[AIM OF THE TASK]: Reproduce all of the material exactly as shown.

::: SUPPLIED DATA

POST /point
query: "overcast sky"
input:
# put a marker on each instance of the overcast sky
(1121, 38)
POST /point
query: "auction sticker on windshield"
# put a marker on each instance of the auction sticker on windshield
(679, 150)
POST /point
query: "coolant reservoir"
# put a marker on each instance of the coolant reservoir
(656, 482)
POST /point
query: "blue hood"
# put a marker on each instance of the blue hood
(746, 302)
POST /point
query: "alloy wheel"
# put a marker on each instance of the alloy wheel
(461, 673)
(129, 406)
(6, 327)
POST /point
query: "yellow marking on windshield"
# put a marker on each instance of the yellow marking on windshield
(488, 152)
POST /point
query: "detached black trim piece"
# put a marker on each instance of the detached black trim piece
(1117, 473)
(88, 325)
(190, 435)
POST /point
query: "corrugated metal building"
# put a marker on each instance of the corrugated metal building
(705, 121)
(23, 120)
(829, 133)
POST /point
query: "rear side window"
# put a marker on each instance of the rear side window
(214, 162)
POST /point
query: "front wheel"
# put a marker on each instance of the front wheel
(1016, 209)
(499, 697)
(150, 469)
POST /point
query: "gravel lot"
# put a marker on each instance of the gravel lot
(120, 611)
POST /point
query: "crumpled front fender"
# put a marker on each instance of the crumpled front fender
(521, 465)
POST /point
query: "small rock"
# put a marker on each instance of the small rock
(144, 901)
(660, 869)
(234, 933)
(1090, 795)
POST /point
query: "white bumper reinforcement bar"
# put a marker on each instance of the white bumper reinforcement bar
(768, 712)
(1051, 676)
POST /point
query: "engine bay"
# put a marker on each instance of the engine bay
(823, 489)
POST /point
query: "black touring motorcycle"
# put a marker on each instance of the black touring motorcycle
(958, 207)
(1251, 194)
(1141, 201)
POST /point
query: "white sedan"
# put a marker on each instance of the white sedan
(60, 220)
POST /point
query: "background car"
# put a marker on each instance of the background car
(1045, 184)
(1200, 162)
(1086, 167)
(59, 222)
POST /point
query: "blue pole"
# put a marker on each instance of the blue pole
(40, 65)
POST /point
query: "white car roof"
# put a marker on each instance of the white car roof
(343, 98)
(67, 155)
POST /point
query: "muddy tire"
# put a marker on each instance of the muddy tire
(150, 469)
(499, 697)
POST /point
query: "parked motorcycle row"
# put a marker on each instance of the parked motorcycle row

::::::

[RESULT OF THIS EXERCISE]:
POST /point
query: "overcast sky"
input:
# put a marker on each instance of the overcast sky
(1121, 38)
POST /point
query: "auction sticker on windshield"
# put a marker on each instance of the auction sticker on windshield
(679, 150)
POST /point
query: "coolant reservoir"
# put a marker on each instance of the coolant reservoir
(656, 482)
POST /point
query: "blue hood"
# put a marker on each instance of the blue hood
(746, 302)
POST /point
query: "alloy wheel"
# put a marker on each instance of the alloy wheel
(461, 673)
(129, 406)
(6, 327)
POST /point
query: "yellow marking on windshield"
# put a marker on each instance of the yellow marking on windshield
(488, 152)
POST /point
query: "detached black trim piece"
# put a marker on each instance of the detached black trim piece
(1117, 473)
(88, 325)
(190, 435)
POST /point
query: "corrugated metal building"
# put a marker on each instance of the corrugated metal building
(705, 121)
(23, 120)
(829, 133)
POST /point
query: "rear side window"
# put a marker on each instance of the rear side window
(214, 162)
POST /point
query: "front wheel"
# put a marker on each instance of the front wheel
(1016, 209)
(499, 697)
(150, 469)
POST /point
query: "gravel lot"
# put a marker on each instance of the gravel lot
(120, 611)
POST /point
query: "crumpled front fender"
# put a marker on each instance of the crumpled front fender
(521, 465)
POST /point
query: "small rock"
# put a marker on each instance of the small rock
(144, 901)
(660, 869)
(234, 933)
(1090, 795)
POST /point
query: "white bumper reinforcement bar"
# put a marker on each instance of the white bumper reinforcement bar
(768, 712)
(1051, 676)
POST /point
query: "engine bay"
# put a marker on each instance of the engine bay
(823, 489)
POST /point
query: "black touring motorcycle"
# put a marker on each instance of the black touring motorcycle
(958, 207)
(1251, 194)
(1141, 201)
POST /point
query: "white sedan"
# put a marker on each instance of the white sedan
(60, 220)
POST /point
query: "background car"
# put a marker on each instance of the background car
(1045, 184)
(1200, 162)
(1086, 167)
(59, 222)
POST /point
query: "blue pole"
# put a marker on each instance of the blue pole
(40, 65)
POST /point
query: "white car roof"
# put a marker on each instance of the white car roof
(343, 98)
(67, 155)
POST /point
query: "muddy tire"
# put a marker on each instance of the muddy tire
(150, 469)
(499, 697)
POST /point
query: "parked motorcycle row"
# put a marker on each instance of the parked motorcycle row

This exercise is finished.